--- Start LISTED RECORDS ---
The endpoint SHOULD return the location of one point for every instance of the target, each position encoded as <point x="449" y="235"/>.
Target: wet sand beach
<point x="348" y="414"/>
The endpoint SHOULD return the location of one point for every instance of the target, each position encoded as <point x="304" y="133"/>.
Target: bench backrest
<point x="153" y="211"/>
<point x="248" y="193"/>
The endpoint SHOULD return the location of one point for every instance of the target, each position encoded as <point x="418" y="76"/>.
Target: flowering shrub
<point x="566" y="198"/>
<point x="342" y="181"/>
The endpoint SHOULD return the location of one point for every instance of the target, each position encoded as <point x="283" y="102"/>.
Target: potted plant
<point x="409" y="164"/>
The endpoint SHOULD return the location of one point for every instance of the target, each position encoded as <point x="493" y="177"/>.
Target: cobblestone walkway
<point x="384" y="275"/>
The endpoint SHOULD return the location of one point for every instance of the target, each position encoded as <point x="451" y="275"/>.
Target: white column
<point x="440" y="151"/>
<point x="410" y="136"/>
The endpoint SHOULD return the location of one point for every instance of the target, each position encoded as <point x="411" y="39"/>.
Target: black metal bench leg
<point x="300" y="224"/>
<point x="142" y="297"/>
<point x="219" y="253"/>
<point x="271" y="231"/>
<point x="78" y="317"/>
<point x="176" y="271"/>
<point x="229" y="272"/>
--- End LISTED RECORDS ---
> [WORK REQUIRED] Reproduce the records in full, exactly as written.

> [CORRECT OUTPUT]
The endpoint SHOULD return the location of one point for every instance of the target, each position encoded as <point x="449" y="235"/>.
Target: wet sand beach
<point x="348" y="414"/>
The endpoint SHOULD return the location of one point for every instance of the target, each position encoded as <point x="304" y="133"/>.
Target: bench backrest
<point x="153" y="211"/>
<point x="248" y="193"/>
The endpoint SHOULD return the location of one point for every instance of the target, each position encoded as <point x="418" y="76"/>.
Target: flowering shrub
<point x="566" y="198"/>
<point x="342" y="181"/>
The endpoint SHOULD return the location of one point for every instance of the target, each position encoded as <point x="283" y="102"/>.
Target: potted plant
<point x="409" y="164"/>
The endpoint SHOULD return the location of one point for every instance of the target, each position encoded as <point x="493" y="177"/>.
Target: cobblestone walkway
<point x="384" y="275"/>
The endpoint SHOULD return the location of one point for every instance of the target, each position encoded as <point x="451" y="275"/>.
Target: white column
<point x="440" y="151"/>
<point x="410" y="136"/>
The endpoint SHOULD return the location of one point for every instance of the target, each position encoded as <point x="411" y="39"/>.
Target: black metal bench leg
<point x="300" y="224"/>
<point x="142" y="297"/>
<point x="219" y="253"/>
<point x="271" y="231"/>
<point x="78" y="317"/>
<point x="176" y="271"/>
<point x="229" y="272"/>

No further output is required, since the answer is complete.